Segment Start: INFORMATION SHOWN
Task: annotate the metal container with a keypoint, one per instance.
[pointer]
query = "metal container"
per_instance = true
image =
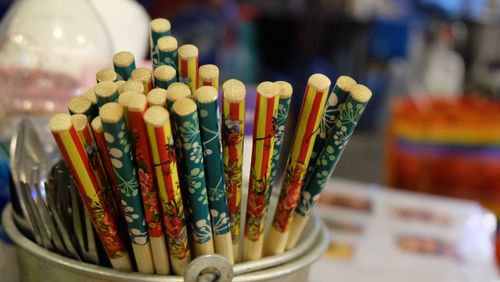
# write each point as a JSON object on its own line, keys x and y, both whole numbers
{"x": 39, "y": 264}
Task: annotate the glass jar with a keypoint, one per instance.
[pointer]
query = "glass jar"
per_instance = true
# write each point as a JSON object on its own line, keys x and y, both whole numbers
{"x": 44, "y": 47}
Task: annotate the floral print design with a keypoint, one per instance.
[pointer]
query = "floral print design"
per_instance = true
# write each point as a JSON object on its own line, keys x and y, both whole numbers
{"x": 194, "y": 173}
{"x": 175, "y": 229}
{"x": 281, "y": 118}
{"x": 344, "y": 127}
{"x": 289, "y": 196}
{"x": 106, "y": 227}
{"x": 256, "y": 206}
{"x": 333, "y": 108}
{"x": 168, "y": 58}
{"x": 214, "y": 167}
{"x": 149, "y": 192}
{"x": 233, "y": 143}
{"x": 119, "y": 148}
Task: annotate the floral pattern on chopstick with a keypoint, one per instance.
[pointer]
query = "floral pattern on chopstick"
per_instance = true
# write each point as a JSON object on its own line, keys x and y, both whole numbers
Segment End: INFORMATION SHOWN
Whenever a picture appears, leave it out, and return every record exactly.

Task: annotate the metal container with a keypoint, one per instance.
[pointer]
query = "metal container"
per_instance = true
image =
# write each point as a JSON object on its own line, keys x and y, both whole numbers
{"x": 39, "y": 264}
Task: annotate the glass jar with a keypoint, one per instance.
[pointer]
query = "glass jar"
per_instance = true
# write each point as a JSON object on its own line, keys x and y, both whole numbers
{"x": 44, "y": 47}
Task: annotate the floral print design with a keypoint, one per instance.
[pointer]
query = "floral print design"
per_instance = true
# write each point as a JSON object on its own line, keys x and y, both whole numbers
{"x": 194, "y": 173}
{"x": 175, "y": 229}
{"x": 281, "y": 118}
{"x": 344, "y": 127}
{"x": 289, "y": 196}
{"x": 106, "y": 227}
{"x": 256, "y": 206}
{"x": 333, "y": 108}
{"x": 168, "y": 58}
{"x": 214, "y": 167}
{"x": 149, "y": 192}
{"x": 233, "y": 143}
{"x": 119, "y": 148}
Task: annotate the floral pattern on chopstick with a keypoint, one per instance.
[pointer]
query = "floral pattern on chopstick"
per_instance = true
# write each point as a JSON object on its own line, keys x and y, both whole numbers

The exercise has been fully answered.